> [The task]: Lines before the one containing "Target: windshield wiper" are to be left out; that line and all after it, through the end of the material below, are to be written out exactly.

[[ Supplied material open ]]

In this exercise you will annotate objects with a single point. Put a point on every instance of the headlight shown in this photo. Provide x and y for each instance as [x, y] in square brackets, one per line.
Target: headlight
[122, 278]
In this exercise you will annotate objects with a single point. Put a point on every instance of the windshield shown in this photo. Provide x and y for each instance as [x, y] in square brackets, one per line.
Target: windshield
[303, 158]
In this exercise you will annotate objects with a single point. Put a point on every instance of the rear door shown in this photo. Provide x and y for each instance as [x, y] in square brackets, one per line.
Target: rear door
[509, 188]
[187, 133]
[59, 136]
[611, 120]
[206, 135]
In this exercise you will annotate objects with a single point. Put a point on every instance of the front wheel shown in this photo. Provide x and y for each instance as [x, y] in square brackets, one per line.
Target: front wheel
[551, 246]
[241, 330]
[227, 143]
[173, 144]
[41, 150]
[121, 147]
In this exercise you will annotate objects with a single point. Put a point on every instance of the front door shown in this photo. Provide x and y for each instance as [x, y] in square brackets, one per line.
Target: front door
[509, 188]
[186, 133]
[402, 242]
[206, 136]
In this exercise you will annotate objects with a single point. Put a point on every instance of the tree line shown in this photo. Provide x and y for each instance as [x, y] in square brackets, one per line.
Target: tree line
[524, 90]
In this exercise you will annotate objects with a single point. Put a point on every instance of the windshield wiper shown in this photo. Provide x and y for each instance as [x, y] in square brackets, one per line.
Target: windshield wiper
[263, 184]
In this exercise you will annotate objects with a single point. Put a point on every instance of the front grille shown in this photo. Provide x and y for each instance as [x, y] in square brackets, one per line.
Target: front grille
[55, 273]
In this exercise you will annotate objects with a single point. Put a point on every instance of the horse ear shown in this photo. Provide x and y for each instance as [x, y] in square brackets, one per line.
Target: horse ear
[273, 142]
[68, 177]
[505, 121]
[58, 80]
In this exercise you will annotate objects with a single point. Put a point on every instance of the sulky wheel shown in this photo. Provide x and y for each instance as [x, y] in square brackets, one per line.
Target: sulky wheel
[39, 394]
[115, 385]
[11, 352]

[[ Supplied material closed ]]

> [Solved exercise]:
Target: windshield wiper
[263, 184]
In this exercise you will annotate objects with a single point. Put a point on every instance of the front grille shown in this photo. Provide x and y for each instance as [x, y] in square brackets, one per line.
Target: front grille
[55, 273]
In this exercise you will annotate objects with a single point. Put a point on every instance of the horse ear shown in this photo. Provide x and y for each instance as [x, y] in square brackets, one per line.
Target: horse ear
[273, 142]
[68, 177]
[505, 121]
[58, 80]
In this exercise you will annotate objects with a single point. Put a point on every instance of the sulky wheel shown in this photo. Provide x and y for each instance as [x, y] in square brackets, one per line.
Target: sulky wheel
[39, 394]
[115, 385]
[11, 352]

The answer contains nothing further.